-- SOURCE DATA follows --

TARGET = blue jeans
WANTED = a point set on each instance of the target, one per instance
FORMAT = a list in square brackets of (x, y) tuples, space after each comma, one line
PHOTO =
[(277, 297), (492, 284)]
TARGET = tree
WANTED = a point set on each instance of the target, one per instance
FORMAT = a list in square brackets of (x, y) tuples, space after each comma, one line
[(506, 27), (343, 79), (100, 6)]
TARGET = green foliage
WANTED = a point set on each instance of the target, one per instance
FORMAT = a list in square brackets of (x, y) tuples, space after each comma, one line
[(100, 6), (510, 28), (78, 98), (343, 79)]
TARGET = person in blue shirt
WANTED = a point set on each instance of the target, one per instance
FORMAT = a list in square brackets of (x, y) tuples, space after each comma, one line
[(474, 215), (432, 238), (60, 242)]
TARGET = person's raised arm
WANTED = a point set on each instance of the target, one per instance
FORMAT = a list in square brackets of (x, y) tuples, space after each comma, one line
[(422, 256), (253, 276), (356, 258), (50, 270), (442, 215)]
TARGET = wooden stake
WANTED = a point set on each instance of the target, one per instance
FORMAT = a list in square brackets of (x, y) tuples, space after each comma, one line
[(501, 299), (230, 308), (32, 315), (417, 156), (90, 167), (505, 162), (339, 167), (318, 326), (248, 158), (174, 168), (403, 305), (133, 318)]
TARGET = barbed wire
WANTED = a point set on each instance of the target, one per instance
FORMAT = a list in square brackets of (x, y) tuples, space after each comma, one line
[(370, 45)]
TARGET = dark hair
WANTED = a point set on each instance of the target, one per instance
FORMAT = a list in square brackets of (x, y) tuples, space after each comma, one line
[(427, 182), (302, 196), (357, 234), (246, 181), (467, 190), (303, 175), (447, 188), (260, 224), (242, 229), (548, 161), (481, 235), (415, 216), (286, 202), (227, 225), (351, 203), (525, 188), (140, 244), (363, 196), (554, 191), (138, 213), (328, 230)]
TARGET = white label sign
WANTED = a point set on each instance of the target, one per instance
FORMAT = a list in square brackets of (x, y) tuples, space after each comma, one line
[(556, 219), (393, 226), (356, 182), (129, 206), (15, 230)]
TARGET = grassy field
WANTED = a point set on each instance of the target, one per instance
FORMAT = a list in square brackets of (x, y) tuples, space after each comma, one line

-- SOURCE DATA concluded --
-- SOURCE DATA follows --

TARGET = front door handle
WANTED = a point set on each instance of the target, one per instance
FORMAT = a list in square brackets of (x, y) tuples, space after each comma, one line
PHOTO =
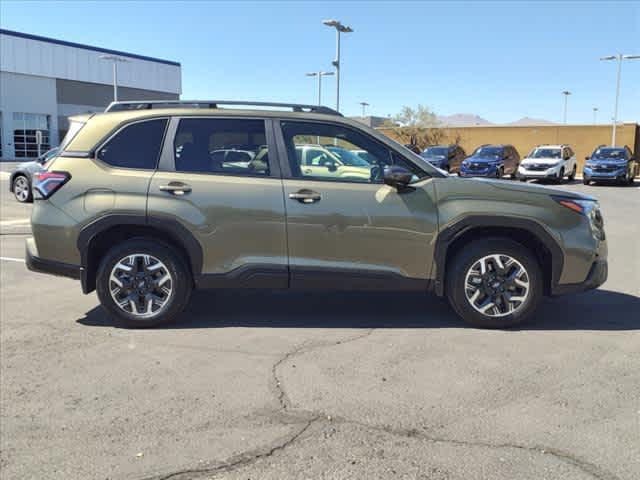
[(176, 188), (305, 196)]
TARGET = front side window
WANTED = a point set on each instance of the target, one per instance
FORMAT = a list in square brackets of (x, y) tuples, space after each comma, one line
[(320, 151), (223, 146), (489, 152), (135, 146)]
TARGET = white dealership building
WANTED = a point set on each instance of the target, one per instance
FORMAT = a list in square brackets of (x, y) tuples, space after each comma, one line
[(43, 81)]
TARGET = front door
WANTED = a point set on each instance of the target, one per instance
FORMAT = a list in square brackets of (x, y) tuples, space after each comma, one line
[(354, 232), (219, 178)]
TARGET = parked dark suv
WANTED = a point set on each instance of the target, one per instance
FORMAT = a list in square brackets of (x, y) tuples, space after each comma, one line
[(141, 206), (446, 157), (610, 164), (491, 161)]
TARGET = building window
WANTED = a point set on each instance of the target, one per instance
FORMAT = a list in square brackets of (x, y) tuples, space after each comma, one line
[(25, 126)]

-- SOURCE DATA concluded --

## PROBLEM DESCRIPTION
Search the entries for "person" and copy each matching line.

## EXERCISE OUTPUT
TARGET = person in blue shirt
TARGET = person's raised arm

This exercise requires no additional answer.